■ Set task ■
Copy exactly the lines from the "Put a dot on each instance of the tree on" line to the end, both included, and nothing else.

======== Records provided ========

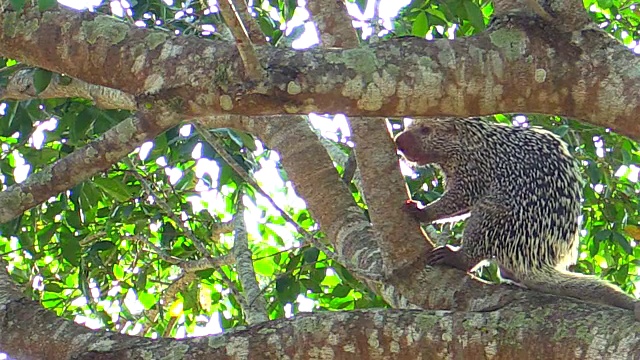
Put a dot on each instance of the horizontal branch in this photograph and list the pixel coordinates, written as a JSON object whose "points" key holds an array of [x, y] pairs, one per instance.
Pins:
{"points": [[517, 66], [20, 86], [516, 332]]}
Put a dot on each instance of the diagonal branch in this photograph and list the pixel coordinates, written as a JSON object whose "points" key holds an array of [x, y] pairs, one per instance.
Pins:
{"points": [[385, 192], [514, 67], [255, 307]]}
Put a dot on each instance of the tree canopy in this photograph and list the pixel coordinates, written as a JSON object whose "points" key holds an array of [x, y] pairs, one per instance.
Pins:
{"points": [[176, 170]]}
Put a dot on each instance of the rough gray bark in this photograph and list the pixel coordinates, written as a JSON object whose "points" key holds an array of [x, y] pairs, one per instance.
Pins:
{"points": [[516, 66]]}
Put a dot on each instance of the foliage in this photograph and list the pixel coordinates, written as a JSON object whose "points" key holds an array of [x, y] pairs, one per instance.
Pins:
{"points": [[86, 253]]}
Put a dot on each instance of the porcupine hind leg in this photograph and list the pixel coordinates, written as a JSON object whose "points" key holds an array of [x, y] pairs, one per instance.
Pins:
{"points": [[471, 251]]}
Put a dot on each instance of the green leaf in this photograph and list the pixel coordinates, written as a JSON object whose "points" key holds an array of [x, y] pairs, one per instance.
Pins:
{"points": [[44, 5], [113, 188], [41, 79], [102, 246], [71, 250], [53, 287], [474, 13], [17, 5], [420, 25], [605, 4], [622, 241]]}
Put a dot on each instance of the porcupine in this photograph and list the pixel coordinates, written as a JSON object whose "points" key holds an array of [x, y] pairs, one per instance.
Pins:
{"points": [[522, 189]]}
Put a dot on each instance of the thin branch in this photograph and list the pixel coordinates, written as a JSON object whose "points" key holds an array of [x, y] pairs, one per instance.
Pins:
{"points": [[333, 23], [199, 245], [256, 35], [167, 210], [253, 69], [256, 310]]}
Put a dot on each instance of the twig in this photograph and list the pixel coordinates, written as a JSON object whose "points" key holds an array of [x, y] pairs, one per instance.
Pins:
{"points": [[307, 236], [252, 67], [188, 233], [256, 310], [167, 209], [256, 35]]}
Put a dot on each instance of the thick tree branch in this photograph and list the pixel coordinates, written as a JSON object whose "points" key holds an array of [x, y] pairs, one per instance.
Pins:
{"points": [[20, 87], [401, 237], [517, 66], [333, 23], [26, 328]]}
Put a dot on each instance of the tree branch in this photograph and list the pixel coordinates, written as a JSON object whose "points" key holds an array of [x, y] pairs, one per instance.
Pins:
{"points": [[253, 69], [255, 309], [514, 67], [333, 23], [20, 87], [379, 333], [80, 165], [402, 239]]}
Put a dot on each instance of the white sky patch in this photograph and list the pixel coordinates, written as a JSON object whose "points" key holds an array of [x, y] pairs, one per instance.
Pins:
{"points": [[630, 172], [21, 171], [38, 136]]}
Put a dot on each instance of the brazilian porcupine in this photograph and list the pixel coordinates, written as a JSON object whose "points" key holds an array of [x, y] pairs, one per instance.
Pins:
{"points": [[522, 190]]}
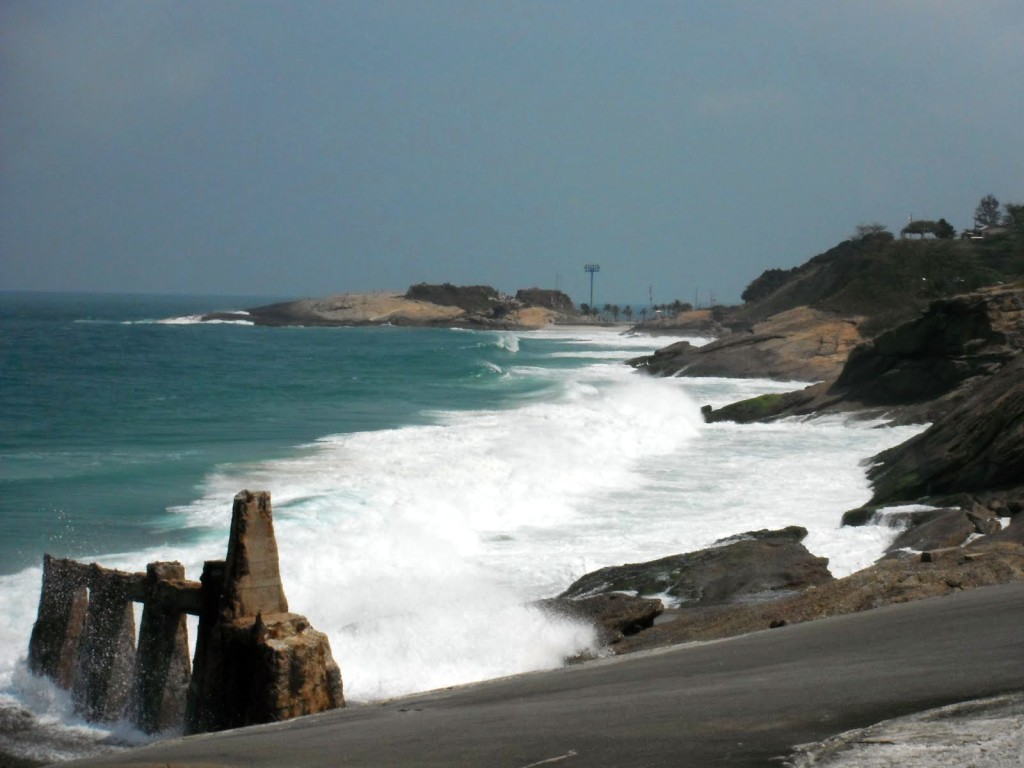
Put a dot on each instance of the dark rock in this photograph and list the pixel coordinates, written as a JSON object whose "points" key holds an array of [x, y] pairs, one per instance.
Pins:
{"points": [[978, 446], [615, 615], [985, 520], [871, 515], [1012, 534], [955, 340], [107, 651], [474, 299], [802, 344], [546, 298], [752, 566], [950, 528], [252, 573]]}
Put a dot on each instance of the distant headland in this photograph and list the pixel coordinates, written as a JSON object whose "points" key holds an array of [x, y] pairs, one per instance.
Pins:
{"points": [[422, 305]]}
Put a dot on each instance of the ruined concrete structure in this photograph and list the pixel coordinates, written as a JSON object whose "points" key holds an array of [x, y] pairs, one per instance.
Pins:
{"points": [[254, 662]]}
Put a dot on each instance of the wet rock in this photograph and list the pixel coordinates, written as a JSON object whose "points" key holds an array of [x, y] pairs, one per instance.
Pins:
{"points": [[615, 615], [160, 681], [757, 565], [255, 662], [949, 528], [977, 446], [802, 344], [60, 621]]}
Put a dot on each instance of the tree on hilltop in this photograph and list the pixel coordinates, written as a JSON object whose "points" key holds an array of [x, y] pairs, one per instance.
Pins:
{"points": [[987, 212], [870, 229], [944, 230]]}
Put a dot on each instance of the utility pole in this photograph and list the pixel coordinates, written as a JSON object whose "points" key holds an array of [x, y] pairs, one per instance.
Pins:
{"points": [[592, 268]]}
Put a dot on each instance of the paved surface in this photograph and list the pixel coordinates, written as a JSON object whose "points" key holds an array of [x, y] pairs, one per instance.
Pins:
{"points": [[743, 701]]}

========

■ The completed task ■
Put a dot on each instance of the tree on hilltop in this photograph and list the pixel coordinates, written as a JSON object whose "points" key holds an array of [x, y] pairs, one per instance.
Pins:
{"points": [[987, 212], [870, 229], [944, 230]]}
Put a dot on each instance of the utility pole in this photograph and list the pixel coordinates, written as a JSON object whose "points" key holds an array of [x, y] pairs, one per instance.
Pins:
{"points": [[592, 268]]}
Put a dot on each instance of the paved surface in this photograph and list the pixel coordinates, written as a JSON object whose "points" key holds an array of [x, y] pairs, one per instance.
Pins:
{"points": [[743, 701]]}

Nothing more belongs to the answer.